Directive:
Reproduce the rows below without any change, from the line that contains "[locate] the short" through the line that contains "[locate] the raised", with both of those lines included.

Source material:
============================================================

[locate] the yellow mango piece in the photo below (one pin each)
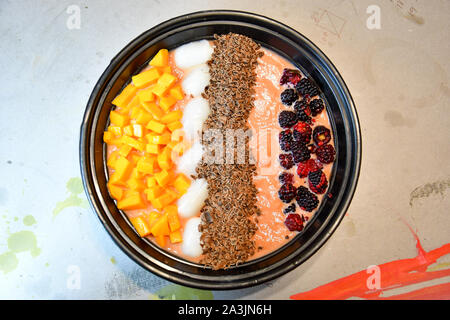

============================================================

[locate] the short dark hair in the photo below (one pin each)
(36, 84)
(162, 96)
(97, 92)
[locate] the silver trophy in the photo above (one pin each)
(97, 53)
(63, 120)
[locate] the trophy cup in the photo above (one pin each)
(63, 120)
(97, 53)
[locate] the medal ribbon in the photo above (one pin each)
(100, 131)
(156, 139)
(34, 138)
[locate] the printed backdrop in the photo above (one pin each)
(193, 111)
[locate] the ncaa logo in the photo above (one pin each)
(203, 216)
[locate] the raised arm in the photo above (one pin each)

============================================================

Solution for this exercise:
[locate] the short dark hair in the photo below (one pin each)
(36, 84)
(162, 96)
(97, 92)
[locate] the silver trophy in the photo above (one pin each)
(97, 53)
(63, 120)
[locate] the trophy cup in the photo above (one pin each)
(63, 120)
(97, 53)
[locate] the medal ribbon in the photo above (one pin each)
(100, 131)
(156, 139)
(34, 138)
[locate] the printed backdrop in the photo above (one pin each)
(193, 111)
[locate] the ncaa logo in the photo above (one pin each)
(203, 216)
[locate] the raised arm in the photo above (one pin each)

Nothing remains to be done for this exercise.